#### [Task requirements]
a - Print the stretch of the DOJ healthcare antitrust podcast text from "DOJ’s Withdrawal of" through "equity-backed healthcare firms.", word for word.
b - Carry on the DOJ healthcare antitrust podcast text from the point where it stops.

#### [Exercise passage]
○ ○ ○
DOJ’s Withdrawal of Policy Statements Relating to Antitrust Enforcement in Healthcare Markets
In this third installment of Ropes & Gray’s podcast series exploring regulatory and antitrust issues for healthcare industry participants, healthcare partner Stephanie Webster and litigation & enforcement partner Jane Willis discuss the U.S. Department of Justice’s (“DOJ”) recent withdrawal of three healthcare enforcement policy statements and its implications for hospital systems, physician practices, and private equity-backed healthcare firms.
Stephanie Webster: Hello, and welcome to today’s podcast, which is the third that we’ve done exploring antitrust issues in the healthcare industry. I am Stephanie Webster and I am a partner in Ropes & Gray’s healthcare practice group. I represent healthcare clients before federal agencies and in federal court on healthcare payment and compliance issues, and help clients navigate ongoing developments in federal funding and reimbursement. With me today is Jane Willis, a partner in Ropes & Gray's litigation & enforcement practice group who focuses on antitrust matters for healthcare and life sciences clients.
Jane, I wanted to talk to you today about the Department of Justice’s Antitrust Division decision last month to withdraw three policy statements on antitrust enforcement in healthcare markets. Could you briefly describe what these so-called “Health Care Statements” were and what they meant, Jane?
Jane Willis: Thanks, Stephanie. By way of background, starting in the 1990s, the DOJ and the FTC issued these joint “policy statements” about basically how they would enforce the antitrust laws in the healthcare markets. So, two of the withdrawn statements dated to the mid-90s, and one was issued in 2011 in connection with the accountable care organization developments by CMS at that time.
Broadly speaking, the policy statements explained how the Agencies would view the legality of certain collaborative activities in the healthcare industry, in particular, with respect to healthcare providers engaging in healthcare mergers, joint ventures, and various physician arrangements.
○ ○ ○
#### [Data to examine]
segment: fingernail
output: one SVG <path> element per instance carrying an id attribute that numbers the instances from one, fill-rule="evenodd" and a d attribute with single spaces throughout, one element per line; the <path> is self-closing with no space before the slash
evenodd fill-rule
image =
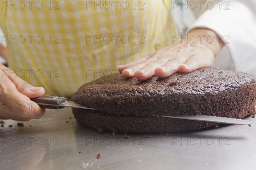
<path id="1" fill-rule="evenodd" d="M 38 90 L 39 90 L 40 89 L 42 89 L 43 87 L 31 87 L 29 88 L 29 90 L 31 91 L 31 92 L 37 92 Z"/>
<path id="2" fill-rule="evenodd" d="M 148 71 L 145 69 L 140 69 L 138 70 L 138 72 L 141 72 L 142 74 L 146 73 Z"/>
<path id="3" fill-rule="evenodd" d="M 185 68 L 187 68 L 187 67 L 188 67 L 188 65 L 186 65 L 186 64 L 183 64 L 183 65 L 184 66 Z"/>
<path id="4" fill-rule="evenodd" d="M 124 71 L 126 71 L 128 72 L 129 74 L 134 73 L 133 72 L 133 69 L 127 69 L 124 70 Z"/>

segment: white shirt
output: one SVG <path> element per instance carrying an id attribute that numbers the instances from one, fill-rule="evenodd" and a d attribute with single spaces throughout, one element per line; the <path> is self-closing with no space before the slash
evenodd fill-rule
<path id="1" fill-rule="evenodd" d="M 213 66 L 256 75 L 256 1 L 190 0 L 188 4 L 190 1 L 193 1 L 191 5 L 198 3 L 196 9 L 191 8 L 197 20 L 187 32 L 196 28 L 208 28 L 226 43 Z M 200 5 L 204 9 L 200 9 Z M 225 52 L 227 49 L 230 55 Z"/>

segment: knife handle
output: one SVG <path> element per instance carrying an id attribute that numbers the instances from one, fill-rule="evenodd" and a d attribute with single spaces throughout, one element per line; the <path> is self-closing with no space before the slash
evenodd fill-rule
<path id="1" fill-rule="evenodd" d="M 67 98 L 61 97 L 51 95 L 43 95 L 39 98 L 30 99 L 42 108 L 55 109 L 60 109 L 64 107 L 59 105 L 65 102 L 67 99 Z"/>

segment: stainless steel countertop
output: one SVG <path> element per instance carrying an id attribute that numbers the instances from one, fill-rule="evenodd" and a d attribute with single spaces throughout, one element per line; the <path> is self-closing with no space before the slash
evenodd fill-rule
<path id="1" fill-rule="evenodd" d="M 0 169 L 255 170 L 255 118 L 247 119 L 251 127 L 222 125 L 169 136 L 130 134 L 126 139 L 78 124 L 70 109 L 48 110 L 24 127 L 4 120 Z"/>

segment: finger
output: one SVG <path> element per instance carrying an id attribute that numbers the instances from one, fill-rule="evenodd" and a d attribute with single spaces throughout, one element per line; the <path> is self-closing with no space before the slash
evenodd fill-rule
○ ○ ○
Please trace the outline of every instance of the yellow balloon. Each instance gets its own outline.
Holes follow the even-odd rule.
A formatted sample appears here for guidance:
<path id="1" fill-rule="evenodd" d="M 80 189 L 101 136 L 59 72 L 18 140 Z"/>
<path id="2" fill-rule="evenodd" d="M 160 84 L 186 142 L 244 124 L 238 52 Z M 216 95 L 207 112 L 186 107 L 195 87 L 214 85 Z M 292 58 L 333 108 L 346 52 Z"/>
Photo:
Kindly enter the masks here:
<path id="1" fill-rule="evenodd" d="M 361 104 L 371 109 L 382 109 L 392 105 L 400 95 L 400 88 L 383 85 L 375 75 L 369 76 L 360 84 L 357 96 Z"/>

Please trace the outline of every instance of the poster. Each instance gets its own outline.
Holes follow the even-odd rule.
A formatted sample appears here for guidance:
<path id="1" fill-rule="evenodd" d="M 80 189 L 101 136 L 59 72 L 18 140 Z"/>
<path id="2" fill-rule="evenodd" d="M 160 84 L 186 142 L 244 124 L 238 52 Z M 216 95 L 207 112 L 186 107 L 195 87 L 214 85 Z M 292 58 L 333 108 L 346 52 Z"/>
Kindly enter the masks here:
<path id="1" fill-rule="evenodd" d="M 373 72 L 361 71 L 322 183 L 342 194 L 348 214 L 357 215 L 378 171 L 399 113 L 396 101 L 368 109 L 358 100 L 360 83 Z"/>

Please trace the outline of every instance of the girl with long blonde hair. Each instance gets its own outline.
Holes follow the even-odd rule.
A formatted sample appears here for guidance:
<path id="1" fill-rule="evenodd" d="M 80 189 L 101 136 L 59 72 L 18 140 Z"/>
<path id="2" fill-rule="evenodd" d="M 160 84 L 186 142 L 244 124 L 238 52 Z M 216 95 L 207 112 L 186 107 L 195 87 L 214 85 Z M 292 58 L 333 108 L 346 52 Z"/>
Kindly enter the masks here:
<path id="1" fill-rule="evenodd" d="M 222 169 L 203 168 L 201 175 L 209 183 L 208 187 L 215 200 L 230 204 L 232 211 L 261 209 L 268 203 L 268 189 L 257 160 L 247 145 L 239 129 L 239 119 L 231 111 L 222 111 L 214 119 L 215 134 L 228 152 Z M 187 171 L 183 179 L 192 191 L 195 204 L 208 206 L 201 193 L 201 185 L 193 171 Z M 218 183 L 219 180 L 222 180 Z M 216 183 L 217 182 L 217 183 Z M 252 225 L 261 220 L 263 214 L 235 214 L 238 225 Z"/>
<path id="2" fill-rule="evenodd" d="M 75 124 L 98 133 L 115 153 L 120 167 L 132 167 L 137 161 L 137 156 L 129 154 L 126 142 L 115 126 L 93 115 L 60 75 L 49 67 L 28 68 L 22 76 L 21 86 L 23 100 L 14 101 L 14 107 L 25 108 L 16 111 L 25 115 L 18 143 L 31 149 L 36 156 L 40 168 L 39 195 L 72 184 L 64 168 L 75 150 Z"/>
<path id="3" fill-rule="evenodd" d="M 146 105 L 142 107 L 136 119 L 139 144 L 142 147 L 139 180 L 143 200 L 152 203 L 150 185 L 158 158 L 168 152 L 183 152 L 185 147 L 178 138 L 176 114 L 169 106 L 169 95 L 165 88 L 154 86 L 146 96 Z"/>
○ ○ ○
#### [Expected responses]
a -
DOJ’s Withdrawal of Policy Statements Relating to Antitrust Enforcement in Healthcare Markets
In this third installment of Ropes & Gray’s podcast series exploring regulatory and antitrust issues for healthcare industry participants, healthcare partner Stephanie Webster and litigation & enforcement partner Jane Willis discuss the U.S. Department of Justice’s (“DOJ”) recent withdrawal of three healthcare enforcement policy statements and its implications for hospital systems, physician practices, and private equity-backed healthcare firms.

b -
Stephanie Webster: I know that the statements included exceptions called “safe harbors” or “safety zones.” What were those?
Jane Willis: So, the “safe harbors” or “safety zones” were defined conditions under which the Agencies would not challenge conduct unless it was some really extraordinary circumstance. There were “safe harbors” for physician networks, for hospital joint ventures to acquire technology, for acquisitions of rural hospitals, and also joint purchasing, among other things.
I would say the two most notable “safe harbors” concerned physician networks and information exchanges, and I’ll talk about both of those.
With respect to physician networks, providers could form a network of otherwise independent physicians, and that network could be exclusive so long as they had less than 20% of physicians in each specialty. And if a non-exclusive network was formed, the threshold was 30%—the network could have up to 30% of the physicians in each specialty.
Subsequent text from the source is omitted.